**What is needed**
All records below must be retyped exactly.

**Stored data**
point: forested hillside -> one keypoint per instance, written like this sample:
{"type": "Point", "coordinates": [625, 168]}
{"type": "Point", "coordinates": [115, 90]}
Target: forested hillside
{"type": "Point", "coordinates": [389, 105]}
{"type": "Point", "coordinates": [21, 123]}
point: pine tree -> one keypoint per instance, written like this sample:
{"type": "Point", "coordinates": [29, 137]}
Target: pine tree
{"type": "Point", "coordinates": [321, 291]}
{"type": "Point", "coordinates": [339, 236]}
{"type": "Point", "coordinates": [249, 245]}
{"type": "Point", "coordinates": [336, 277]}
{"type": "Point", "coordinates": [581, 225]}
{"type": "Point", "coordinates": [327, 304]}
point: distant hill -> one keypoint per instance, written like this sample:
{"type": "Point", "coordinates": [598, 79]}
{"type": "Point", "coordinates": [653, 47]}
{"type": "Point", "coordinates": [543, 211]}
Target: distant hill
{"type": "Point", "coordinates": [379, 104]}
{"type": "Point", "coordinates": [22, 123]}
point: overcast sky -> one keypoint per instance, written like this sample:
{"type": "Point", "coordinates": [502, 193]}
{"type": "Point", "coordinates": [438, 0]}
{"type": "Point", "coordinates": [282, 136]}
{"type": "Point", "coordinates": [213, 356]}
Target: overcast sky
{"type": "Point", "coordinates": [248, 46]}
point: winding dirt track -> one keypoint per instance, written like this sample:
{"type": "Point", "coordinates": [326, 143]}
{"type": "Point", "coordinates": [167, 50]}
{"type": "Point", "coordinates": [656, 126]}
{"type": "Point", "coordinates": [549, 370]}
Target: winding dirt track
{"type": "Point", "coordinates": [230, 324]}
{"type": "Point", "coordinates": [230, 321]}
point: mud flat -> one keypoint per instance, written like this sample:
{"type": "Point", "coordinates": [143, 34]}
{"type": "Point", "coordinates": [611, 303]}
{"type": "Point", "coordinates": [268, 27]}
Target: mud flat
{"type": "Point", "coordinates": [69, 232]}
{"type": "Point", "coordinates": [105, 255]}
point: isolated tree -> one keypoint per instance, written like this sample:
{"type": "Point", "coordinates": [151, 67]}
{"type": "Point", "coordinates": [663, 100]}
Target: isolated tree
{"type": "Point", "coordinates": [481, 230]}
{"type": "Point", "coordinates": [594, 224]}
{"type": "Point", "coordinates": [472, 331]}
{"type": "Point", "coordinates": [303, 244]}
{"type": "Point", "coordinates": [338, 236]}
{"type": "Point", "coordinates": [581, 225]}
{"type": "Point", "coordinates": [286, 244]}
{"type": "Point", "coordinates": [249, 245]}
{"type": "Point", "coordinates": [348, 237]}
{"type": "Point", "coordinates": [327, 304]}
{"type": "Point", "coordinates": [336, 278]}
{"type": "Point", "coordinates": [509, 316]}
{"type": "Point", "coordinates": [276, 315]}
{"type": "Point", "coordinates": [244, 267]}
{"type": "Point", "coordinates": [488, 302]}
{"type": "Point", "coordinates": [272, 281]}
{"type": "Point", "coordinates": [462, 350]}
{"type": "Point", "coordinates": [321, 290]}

**Answer for the task**
point: forested hillside -> one keypoint per instance, written like this sample:
{"type": "Point", "coordinates": [625, 168]}
{"type": "Point", "coordinates": [115, 90]}
Target: forested hillside
{"type": "Point", "coordinates": [389, 105]}
{"type": "Point", "coordinates": [21, 123]}
point: pine tree -> one keypoint per instance, written like this sample:
{"type": "Point", "coordinates": [29, 137]}
Target: pine tree
{"type": "Point", "coordinates": [321, 291]}
{"type": "Point", "coordinates": [339, 236]}
{"type": "Point", "coordinates": [249, 245]}
{"type": "Point", "coordinates": [336, 277]}
{"type": "Point", "coordinates": [581, 225]}
{"type": "Point", "coordinates": [327, 304]}
point: distant hill -> one keypoint per instance, written like this sample:
{"type": "Point", "coordinates": [598, 79]}
{"type": "Point", "coordinates": [653, 47]}
{"type": "Point", "coordinates": [543, 211]}
Target: distant hill
{"type": "Point", "coordinates": [379, 104]}
{"type": "Point", "coordinates": [22, 123]}
point: overcast sky -> one keypoint per instance, written like this sample:
{"type": "Point", "coordinates": [502, 193]}
{"type": "Point", "coordinates": [438, 0]}
{"type": "Point", "coordinates": [282, 136]}
{"type": "Point", "coordinates": [213, 356]}
Target: overcast sky
{"type": "Point", "coordinates": [248, 46]}
point: winding dirt track -> one keypoint per instance, written like this sample:
{"type": "Point", "coordinates": [326, 143]}
{"type": "Point", "coordinates": [167, 50]}
{"type": "Point", "coordinates": [656, 126]}
{"type": "Point", "coordinates": [549, 370]}
Target: winding dirt track
{"type": "Point", "coordinates": [230, 324]}
{"type": "Point", "coordinates": [230, 321]}
point: mud flat -> one keypoint per instance, written like this sample:
{"type": "Point", "coordinates": [143, 34]}
{"type": "Point", "coordinates": [611, 303]}
{"type": "Point", "coordinates": [268, 27]}
Target: mud flat
{"type": "Point", "coordinates": [69, 232]}
{"type": "Point", "coordinates": [105, 255]}
point: isolated tree -> one keypoint per instance, written like this sample:
{"type": "Point", "coordinates": [151, 67]}
{"type": "Point", "coordinates": [663, 100]}
Target: isolated tree
{"type": "Point", "coordinates": [481, 230]}
{"type": "Point", "coordinates": [594, 224]}
{"type": "Point", "coordinates": [472, 331]}
{"type": "Point", "coordinates": [303, 244]}
{"type": "Point", "coordinates": [338, 236]}
{"type": "Point", "coordinates": [581, 225]}
{"type": "Point", "coordinates": [286, 244]}
{"type": "Point", "coordinates": [249, 245]}
{"type": "Point", "coordinates": [348, 237]}
{"type": "Point", "coordinates": [327, 304]}
{"type": "Point", "coordinates": [336, 278]}
{"type": "Point", "coordinates": [509, 316]}
{"type": "Point", "coordinates": [276, 315]}
{"type": "Point", "coordinates": [244, 267]}
{"type": "Point", "coordinates": [488, 302]}
{"type": "Point", "coordinates": [272, 281]}
{"type": "Point", "coordinates": [462, 350]}
{"type": "Point", "coordinates": [321, 290]}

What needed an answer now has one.